====== Kutipan Bacaan

“Aslinya saya orang Teknik Elektro. Waktu itu diterima di bagian telekomunikasi dan ditempatkan di Papua, tapi orang tua nggak memperbolehkan karena anak cuma satu. Cari kerja lagi di Jawa, tetap ditendang kerja ke luar Jawa. Kerja lagi jadi sales. Saat itu merasa bodoh sekali kenapa jual produk orang lain? Nggak produk sendiri.”

Di balik keindahan motif dan aneka warna batik Asta Dadapan Indah asal Kediri, siapa sangka ada Adi yang seorang lulusan Teknik Elektro. Latar akademiknya jauh dari desain. Beberapa kali juga sempat mendapat kerja yang tak ada hubungannya dengan desain dan batik. Namun, berkat belajar otodidak lewat berbagai media, kini ia mampu mengembangkan usaha batik turun temurun sang orang tua.

Dihubungi via telepon, Adi bercerita tentang Asta Dadapan Indah yang ia bangun sejak 2016, melanjutkan brand lama batik orang tua.

“Sebenarnya ibu saya usaha batik juga nggak sengaja. Salah pilih, dikira painting menggambar biasa, ternyata kursus membatik. Akhirnya sudah terlanjur dan 2010 usaha batik berdiri. Tahun 2016 saya ganti pakai brand Asta Dadapan Indah,” kata Adi.

============

**Kegiatan 1**: Tentukan apakah setiap pernyataan berikut sesuai dengan bacaan tentang batik Asta Dadapan Indah: (a) Adi adalah lulusan Teknik Elektro; (b) usaha batik ibu Adi berdiri pada tahun 2016; (c) Adi diwawancarai melalui telepon. Jawab ya atau tidak, lalu kutip kata-kata bacaan yang menentukan jawaban itu.
**Kegiatan 2**: Silakan lanjutkan bacaan tentang batik Asta Dadapan Indah setelah kalimat terakhirnya.

====== Keterangan yang Diberikan

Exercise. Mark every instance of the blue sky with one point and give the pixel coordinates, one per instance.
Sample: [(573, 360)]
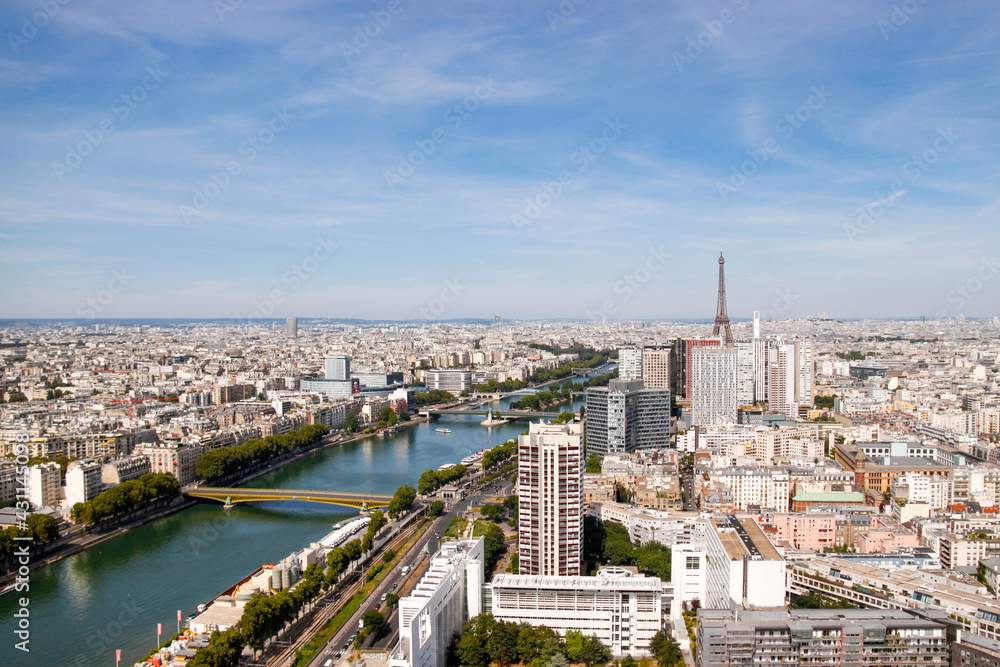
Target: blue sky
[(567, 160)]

============

**Ruang Jawaban 1**:
(a) Ya: "siapa sangka ada Adi yang seorang lulusan Teknik Elektro"
(b) Tidak: "Akhirnya sudah terlanjur dan 2010 usaha batik berdiri."
(c) Ya: "Dihubungi via telepon, Adi bercerita tentang Asta Dadapan Indah"

**Ruang Jawaban 2**:
Otodidak banting stir jadi pebatik

“Dulu nggak pernah kebayang sama sekali (untuk jadi pebatik). Kuliah cuma dikasih tahu orang tua setelah lulus jadi PNS atau kerja di BUMN,” ucap Adi.

Titik balik itu hadir saat Adi bekerja jadi sales. Mempertanyakan diri mengapa malah menjual produk orang lain, sedangkan keluarga menjual produk batik. Adi mengutarakan niat ke orang tua dan mantap berusaha lanjutkan usaha batik.

Sekilas latar akademiknya mungkin jauh dari usaha batik. Dari yang belajar terkait infrastruktur, jaringan, kini harus banting stir berjibaku dengan motif, kain, pewarnaan, sampai pemasaran. Dari hulu ke hilir usaha batik Adi belajar otodidak, baik dimentori sang ibu maupun media. Dari melanjutkan motif lama, sampai membuat inovasi motif baru.

“Ternyata ada juga ilmu saya dulu di kuliah yang kepakai, terutama matematika. Ilmu buat perkiraan bahan baku yang diperlukan, alat pakai kompor listrik agar tidak terlalu banyak mengeluarkan gas, reaksi fisika, gramasi warna pakai bahan kimia,” tambah Adi.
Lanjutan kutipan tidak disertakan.